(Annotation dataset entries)
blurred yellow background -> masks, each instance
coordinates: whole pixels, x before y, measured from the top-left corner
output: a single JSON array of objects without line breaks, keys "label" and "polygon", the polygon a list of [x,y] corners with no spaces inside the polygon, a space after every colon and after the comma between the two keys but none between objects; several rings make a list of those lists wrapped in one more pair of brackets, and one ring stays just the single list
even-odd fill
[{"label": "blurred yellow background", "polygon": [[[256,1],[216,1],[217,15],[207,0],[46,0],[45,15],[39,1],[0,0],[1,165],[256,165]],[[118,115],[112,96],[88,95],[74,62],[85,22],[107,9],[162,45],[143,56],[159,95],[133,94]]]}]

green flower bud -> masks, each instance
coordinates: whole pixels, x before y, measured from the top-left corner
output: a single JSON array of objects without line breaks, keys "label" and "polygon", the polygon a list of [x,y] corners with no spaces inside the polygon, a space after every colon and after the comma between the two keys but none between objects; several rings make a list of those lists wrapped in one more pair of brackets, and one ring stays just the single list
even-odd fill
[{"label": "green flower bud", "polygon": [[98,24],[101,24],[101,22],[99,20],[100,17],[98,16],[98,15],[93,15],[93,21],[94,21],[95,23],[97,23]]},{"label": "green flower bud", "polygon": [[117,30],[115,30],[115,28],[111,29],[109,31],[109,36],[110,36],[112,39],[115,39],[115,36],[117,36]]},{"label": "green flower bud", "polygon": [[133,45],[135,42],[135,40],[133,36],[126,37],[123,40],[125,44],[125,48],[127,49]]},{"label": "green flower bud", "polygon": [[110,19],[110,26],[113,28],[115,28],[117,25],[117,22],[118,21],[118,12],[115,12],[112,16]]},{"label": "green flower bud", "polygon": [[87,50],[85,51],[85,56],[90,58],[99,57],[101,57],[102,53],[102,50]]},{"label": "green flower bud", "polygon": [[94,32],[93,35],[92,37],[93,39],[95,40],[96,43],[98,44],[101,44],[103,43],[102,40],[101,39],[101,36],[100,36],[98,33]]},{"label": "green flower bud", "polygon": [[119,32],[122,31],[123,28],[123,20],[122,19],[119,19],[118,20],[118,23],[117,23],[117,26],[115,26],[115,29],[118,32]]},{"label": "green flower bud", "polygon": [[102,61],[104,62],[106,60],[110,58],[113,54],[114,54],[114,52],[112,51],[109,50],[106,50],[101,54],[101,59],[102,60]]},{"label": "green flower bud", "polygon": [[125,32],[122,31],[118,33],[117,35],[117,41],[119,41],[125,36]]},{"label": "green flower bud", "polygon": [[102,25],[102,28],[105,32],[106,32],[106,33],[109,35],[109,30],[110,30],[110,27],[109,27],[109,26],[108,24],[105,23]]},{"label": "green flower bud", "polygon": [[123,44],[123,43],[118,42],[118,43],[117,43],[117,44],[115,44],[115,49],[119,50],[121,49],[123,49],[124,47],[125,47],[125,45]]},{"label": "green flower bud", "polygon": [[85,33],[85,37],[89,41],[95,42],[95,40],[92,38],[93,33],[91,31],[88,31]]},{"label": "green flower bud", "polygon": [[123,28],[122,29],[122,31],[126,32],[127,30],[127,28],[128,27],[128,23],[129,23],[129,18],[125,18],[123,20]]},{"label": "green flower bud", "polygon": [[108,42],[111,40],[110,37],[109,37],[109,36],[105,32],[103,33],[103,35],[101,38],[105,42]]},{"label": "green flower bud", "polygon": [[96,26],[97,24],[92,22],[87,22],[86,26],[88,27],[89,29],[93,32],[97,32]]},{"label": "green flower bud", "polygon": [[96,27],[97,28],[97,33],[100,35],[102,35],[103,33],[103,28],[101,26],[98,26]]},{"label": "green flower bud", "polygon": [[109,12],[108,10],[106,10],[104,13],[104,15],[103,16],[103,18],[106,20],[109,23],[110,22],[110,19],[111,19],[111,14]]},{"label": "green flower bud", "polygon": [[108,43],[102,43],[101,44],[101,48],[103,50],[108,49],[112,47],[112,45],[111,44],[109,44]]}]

* * *

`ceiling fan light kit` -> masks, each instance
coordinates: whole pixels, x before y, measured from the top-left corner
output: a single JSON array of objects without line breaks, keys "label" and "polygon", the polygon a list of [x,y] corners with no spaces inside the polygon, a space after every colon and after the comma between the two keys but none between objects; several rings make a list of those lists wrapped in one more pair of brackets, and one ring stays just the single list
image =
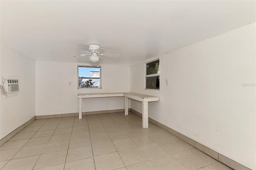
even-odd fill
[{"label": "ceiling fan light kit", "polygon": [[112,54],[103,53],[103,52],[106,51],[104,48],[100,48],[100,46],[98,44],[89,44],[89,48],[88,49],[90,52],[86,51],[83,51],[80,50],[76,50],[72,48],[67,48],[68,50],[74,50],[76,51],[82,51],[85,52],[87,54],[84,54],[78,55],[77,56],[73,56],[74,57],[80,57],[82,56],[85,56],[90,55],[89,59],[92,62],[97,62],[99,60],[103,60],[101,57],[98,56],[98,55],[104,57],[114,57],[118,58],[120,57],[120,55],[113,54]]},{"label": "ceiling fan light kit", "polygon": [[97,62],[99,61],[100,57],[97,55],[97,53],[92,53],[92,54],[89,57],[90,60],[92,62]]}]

WHAT THE EXERCISE ASKS: Extract every line above that contains the string "background", matching case exactly.

ANSWER TO THIS TASK:
blurred yellow background -> masks, each instance
[{"label": "blurred yellow background", "polygon": [[[256,1],[216,1],[217,15],[207,0],[46,0],[45,15],[39,1],[0,0],[1,165],[256,165]],[[118,115],[112,96],[88,95],[74,62],[85,22],[107,9],[162,45],[143,56],[159,95],[133,94]]]}]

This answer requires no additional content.